What is required -
Write out the data again, starting at the line containing "Task: point out the forested" and ending at the line containing "[[243, 11], [228, 21]]", swapping "single dot" for "single point" and changing nothing else. Leave the pictures out.
===
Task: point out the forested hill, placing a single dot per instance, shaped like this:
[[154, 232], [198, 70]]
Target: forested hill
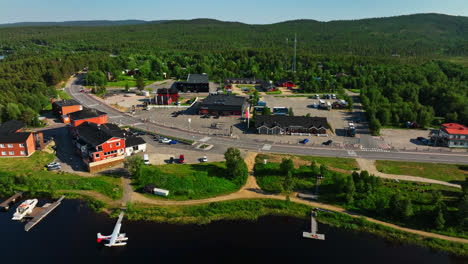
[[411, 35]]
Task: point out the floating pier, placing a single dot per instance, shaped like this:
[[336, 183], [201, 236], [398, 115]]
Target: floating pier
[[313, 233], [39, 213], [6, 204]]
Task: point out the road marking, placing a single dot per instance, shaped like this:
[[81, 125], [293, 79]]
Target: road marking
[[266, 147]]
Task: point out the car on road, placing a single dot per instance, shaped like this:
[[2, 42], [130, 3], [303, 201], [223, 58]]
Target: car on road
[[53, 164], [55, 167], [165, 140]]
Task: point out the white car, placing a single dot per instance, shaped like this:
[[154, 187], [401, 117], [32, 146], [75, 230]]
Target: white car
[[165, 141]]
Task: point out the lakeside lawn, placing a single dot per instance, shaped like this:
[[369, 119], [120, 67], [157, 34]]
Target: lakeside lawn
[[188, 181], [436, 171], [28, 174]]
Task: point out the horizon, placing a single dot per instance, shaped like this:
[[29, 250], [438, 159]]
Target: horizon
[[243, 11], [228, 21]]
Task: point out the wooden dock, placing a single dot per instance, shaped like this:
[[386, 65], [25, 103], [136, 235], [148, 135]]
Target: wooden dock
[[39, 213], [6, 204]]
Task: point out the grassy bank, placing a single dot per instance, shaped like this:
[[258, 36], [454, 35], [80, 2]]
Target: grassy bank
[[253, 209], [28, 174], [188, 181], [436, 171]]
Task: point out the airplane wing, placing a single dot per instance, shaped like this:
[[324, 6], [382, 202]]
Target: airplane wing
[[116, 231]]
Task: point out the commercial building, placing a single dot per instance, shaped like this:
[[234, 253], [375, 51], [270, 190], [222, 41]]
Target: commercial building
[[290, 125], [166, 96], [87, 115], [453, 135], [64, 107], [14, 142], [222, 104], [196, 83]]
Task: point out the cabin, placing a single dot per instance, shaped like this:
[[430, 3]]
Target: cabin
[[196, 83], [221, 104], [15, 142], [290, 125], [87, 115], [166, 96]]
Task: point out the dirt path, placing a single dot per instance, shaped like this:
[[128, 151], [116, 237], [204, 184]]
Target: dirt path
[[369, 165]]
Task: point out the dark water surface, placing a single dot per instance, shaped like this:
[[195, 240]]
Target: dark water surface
===
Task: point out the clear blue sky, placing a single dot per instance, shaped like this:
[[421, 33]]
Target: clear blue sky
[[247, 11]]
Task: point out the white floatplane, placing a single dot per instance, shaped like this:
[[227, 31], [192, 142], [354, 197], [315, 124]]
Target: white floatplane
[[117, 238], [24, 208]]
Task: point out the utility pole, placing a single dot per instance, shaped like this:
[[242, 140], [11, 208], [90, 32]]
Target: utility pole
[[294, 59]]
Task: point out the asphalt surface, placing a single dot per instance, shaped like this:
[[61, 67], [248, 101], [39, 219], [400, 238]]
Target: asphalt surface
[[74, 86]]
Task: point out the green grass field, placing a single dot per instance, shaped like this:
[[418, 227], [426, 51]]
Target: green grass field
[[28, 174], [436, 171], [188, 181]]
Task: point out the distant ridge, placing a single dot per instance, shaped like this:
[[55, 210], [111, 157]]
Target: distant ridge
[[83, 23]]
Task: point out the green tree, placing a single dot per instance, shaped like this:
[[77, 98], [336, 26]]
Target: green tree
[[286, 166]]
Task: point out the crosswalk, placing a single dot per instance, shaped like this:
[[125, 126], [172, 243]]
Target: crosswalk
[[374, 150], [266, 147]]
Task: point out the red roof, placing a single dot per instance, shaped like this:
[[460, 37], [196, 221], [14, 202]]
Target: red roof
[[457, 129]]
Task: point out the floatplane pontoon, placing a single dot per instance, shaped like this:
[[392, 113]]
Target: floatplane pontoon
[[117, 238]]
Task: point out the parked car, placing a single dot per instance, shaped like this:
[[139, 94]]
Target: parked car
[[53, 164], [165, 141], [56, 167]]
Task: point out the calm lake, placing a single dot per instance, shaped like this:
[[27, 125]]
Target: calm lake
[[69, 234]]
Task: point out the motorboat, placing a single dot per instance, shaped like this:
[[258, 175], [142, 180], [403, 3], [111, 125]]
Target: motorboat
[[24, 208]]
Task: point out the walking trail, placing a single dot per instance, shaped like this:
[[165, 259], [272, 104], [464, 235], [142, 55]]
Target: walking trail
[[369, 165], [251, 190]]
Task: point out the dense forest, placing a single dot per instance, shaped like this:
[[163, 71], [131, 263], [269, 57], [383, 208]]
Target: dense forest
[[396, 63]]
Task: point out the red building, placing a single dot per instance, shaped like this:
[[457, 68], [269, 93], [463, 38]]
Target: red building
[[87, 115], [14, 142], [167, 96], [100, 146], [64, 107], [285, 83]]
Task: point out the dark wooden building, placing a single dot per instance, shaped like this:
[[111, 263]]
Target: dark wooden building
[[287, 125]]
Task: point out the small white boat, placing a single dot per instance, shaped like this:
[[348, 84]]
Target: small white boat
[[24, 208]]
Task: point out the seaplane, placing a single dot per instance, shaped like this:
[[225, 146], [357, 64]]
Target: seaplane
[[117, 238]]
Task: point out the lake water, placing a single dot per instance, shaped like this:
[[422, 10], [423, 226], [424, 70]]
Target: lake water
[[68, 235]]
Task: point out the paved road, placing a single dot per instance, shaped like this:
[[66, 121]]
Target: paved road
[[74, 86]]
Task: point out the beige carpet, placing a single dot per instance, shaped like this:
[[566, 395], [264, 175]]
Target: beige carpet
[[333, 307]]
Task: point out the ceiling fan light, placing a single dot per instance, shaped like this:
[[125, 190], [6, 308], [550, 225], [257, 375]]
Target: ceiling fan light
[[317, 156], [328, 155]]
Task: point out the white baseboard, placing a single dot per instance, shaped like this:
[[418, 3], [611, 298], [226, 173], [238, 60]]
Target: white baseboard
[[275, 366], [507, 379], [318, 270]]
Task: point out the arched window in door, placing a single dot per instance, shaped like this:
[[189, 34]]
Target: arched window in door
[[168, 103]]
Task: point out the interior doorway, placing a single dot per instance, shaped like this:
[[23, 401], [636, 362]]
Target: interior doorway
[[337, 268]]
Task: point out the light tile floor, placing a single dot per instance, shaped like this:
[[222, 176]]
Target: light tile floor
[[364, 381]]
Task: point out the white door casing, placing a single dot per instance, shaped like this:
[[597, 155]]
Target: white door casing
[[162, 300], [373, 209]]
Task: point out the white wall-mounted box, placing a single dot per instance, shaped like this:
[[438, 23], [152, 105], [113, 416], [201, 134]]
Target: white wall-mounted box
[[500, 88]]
===
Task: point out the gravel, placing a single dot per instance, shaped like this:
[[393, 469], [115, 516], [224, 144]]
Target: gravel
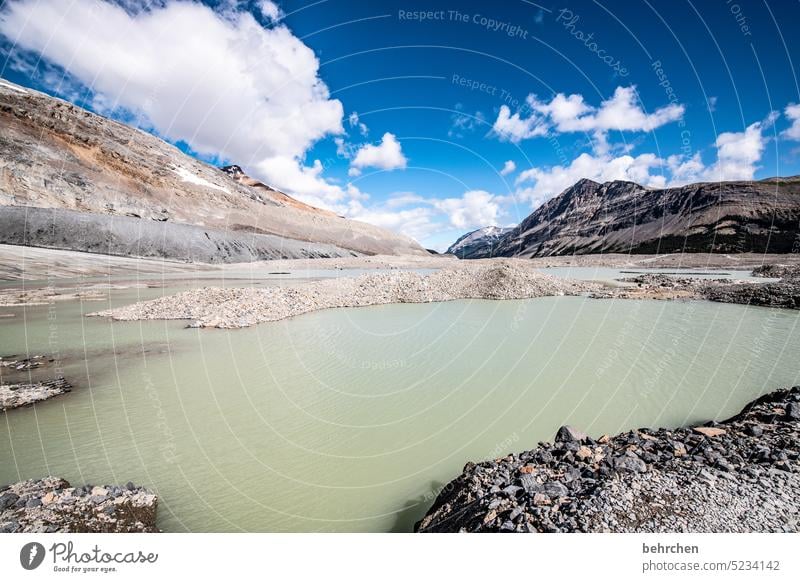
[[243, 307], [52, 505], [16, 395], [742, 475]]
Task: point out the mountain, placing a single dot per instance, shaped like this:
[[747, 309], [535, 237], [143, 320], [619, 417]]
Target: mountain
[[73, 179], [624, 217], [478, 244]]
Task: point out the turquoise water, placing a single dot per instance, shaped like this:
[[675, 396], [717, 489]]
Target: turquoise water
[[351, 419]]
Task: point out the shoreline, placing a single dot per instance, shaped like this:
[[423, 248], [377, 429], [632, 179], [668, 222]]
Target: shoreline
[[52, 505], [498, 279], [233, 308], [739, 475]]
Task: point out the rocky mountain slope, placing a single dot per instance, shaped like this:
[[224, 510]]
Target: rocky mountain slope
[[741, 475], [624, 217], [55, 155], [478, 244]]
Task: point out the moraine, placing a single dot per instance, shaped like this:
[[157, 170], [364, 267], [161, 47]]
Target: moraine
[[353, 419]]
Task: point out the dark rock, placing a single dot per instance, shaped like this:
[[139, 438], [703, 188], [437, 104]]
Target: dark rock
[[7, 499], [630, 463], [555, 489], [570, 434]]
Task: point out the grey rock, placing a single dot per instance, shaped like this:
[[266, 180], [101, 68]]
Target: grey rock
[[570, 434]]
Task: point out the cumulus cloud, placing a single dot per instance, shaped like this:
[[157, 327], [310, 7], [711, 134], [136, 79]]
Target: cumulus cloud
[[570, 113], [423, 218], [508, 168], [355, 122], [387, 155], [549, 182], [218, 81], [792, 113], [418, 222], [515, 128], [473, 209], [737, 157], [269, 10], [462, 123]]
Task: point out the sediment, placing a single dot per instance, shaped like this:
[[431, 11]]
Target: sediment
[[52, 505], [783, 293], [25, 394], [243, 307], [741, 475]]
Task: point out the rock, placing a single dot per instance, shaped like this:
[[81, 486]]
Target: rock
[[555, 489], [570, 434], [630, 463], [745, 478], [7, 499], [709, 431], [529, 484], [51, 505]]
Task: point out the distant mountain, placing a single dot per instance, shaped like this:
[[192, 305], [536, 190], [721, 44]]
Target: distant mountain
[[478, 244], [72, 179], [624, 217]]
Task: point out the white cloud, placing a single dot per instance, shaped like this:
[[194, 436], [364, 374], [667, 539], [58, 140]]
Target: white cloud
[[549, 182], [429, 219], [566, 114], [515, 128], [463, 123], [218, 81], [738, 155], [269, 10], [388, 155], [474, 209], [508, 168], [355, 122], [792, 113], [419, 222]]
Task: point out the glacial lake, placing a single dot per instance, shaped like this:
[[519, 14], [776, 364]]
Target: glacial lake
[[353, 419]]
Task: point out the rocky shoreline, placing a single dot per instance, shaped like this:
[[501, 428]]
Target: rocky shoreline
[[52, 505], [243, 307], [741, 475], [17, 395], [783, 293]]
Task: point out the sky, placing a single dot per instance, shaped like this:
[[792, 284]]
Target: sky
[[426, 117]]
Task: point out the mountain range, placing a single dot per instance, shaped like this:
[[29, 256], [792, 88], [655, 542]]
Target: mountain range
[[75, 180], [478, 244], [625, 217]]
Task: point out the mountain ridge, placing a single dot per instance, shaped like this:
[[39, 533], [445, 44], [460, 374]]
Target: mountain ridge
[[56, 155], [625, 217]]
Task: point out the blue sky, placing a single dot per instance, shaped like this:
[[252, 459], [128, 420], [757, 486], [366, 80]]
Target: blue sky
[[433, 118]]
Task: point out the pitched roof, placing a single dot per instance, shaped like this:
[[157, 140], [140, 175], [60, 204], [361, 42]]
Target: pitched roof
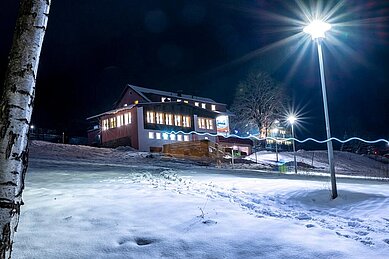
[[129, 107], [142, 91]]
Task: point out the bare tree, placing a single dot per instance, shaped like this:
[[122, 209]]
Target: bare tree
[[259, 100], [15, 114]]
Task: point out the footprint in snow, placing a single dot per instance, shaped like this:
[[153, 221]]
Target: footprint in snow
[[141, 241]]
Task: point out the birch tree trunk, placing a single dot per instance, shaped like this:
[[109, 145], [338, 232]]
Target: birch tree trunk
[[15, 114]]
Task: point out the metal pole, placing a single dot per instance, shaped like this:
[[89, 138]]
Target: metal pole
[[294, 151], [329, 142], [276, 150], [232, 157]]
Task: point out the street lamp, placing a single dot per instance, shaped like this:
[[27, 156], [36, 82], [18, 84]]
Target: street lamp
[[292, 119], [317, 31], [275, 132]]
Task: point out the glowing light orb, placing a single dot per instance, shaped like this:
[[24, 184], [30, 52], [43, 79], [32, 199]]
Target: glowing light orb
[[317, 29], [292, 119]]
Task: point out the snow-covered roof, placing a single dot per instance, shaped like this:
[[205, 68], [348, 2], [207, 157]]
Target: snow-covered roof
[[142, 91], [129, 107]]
===
Task solution -
Task: point out the forested hill, placing a single point per instance, shaped like this:
[[154, 232], [198, 70]]
Target: forested hill
[[411, 35]]
Task: point out the floating pier, placing a single point per instance, shaped like this:
[[336, 183], [201, 236], [398, 115]]
Target: floating pier
[[313, 233], [39, 213], [6, 204]]
Task: point out the road marking, placing a single point per instance, shaped like this:
[[81, 125], [293, 79]]
Target: road marking
[[266, 147]]
Task: point out the car on road, placing a single point per instance, shaped like this:
[[2, 42], [130, 3], [303, 201], [223, 58]]
Target: car on road
[[53, 164], [55, 167], [165, 140]]
Task: point out the white car, placing a single point per instance, shaped like this:
[[154, 187], [401, 117], [32, 146], [75, 230]]
Target: white car
[[165, 141]]
Task: point out the lakeside lawn, placing a single point per instance, shaped like this:
[[369, 119], [120, 67], [157, 34]]
Target: lakeside lawn
[[188, 181], [436, 171], [28, 174]]
Task: point out the horizon, placing a single point per instance, shaped like this:
[[29, 250], [438, 159]]
Target: horizon
[[243, 11], [228, 21]]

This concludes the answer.